- **REQUIRED TASK A**
Duplicate the listing below line for line, starting with the line that contains "For the benchmark, mark every instance of the submerged" and going on through the last line of the listing.

- **READING PASSAGE**
__________

The Brian Jonestown Massacre
Posted: February 23rd, 2017 | Author: admin | Filed under: Feature story | Tags: anton newcombe, black rebel motorcycle club, the brian jonestown massacre | No Comments »
No Ropes Attached
Background note: A discussion with Anton Newcombe was always a memorable event, but he also holds the distinction of being my first, and thus far only, clothing-optional interview. This piece was first published around 2001, several years before the band earned greater infamy via the film Dig!
Since 1995, I’ve observed via post-show chats, interviews and friendly phone calls as Anton Newcombe first bartered his way out of obscurity, then nearly burned himself into oblivion. The last time I formally interviewed him, he was somewhere in between and, in keeping with his storied eccentricity, wearing nothing but a Cossack-style fur cap, sunglasses and Frye boots.

__________

- **MATERIAL**
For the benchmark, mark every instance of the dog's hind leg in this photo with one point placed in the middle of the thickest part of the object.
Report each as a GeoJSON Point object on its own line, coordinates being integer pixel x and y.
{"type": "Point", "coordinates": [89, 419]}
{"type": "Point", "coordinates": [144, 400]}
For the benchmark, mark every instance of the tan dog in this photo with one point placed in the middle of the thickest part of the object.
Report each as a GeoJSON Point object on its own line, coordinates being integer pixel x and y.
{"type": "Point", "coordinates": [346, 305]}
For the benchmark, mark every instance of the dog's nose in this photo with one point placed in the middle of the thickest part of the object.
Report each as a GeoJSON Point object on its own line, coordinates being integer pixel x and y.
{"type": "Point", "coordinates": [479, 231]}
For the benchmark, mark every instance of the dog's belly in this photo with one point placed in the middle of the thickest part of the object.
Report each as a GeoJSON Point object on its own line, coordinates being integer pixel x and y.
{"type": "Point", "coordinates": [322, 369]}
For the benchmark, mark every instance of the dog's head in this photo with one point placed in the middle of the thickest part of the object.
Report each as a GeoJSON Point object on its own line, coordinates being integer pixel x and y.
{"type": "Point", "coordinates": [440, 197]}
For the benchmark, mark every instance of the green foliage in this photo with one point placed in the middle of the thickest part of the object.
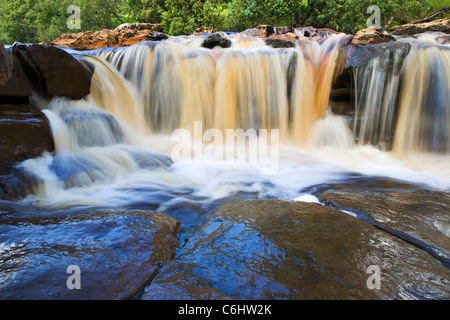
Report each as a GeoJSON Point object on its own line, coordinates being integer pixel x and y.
{"type": "Point", "coordinates": [44, 20]}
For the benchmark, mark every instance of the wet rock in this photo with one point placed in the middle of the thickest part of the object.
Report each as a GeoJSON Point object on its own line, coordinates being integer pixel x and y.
{"type": "Point", "coordinates": [54, 72]}
{"type": "Point", "coordinates": [280, 43]}
{"type": "Point", "coordinates": [372, 35]}
{"type": "Point", "coordinates": [314, 33]}
{"type": "Point", "coordinates": [356, 55]}
{"type": "Point", "coordinates": [24, 133]}
{"type": "Point", "coordinates": [204, 30]}
{"type": "Point", "coordinates": [117, 252]}
{"type": "Point", "coordinates": [13, 85]}
{"type": "Point", "coordinates": [90, 40]}
{"type": "Point", "coordinates": [6, 65]}
{"type": "Point", "coordinates": [216, 39]}
{"type": "Point", "coordinates": [410, 215]}
{"type": "Point", "coordinates": [441, 25]}
{"type": "Point", "coordinates": [140, 26]}
{"type": "Point", "coordinates": [272, 249]}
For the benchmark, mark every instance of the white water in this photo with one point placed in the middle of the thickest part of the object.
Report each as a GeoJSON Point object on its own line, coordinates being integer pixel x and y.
{"type": "Point", "coordinates": [106, 156]}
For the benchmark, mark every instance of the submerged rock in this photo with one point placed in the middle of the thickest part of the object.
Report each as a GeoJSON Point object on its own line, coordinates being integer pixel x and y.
{"type": "Point", "coordinates": [117, 252]}
{"type": "Point", "coordinates": [216, 39]}
{"type": "Point", "coordinates": [272, 249]}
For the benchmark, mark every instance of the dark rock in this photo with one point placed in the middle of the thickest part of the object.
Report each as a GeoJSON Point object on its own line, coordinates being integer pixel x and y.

__________

- **REQUIRED TASK B**
Set down the piece on Anton Newcombe above word for word, starting with "No Ropes Attached" and going on through "the film Dig!".

- **EXPECTED ANSWER A**
For the benchmark, mark every instance of the submerged rock in this photo with one point placed in the middle of the thickest part of the object.
Report each as a GeoJSON Point object on its own line, coordinates being integer pixel x and y.
{"type": "Point", "coordinates": [117, 252]}
{"type": "Point", "coordinates": [216, 39]}
{"type": "Point", "coordinates": [272, 249]}
For the benchmark, mark every instance of the dark rock in this photo with one point placed in the middle of the thickest part of the object.
Report each as a GeoJSON Point object on its own line, coordinates being integer pixel x and y.

- **EXPECTED ANSWER B**
No Ropes Attached
Background note: A discussion with Anton Newcombe was always a memorable event, but he also holds the distinction of being my first, and thus far only, clothing-optional interview. This piece was first published around 2001, several years before the band earned greater infamy via the film Dig!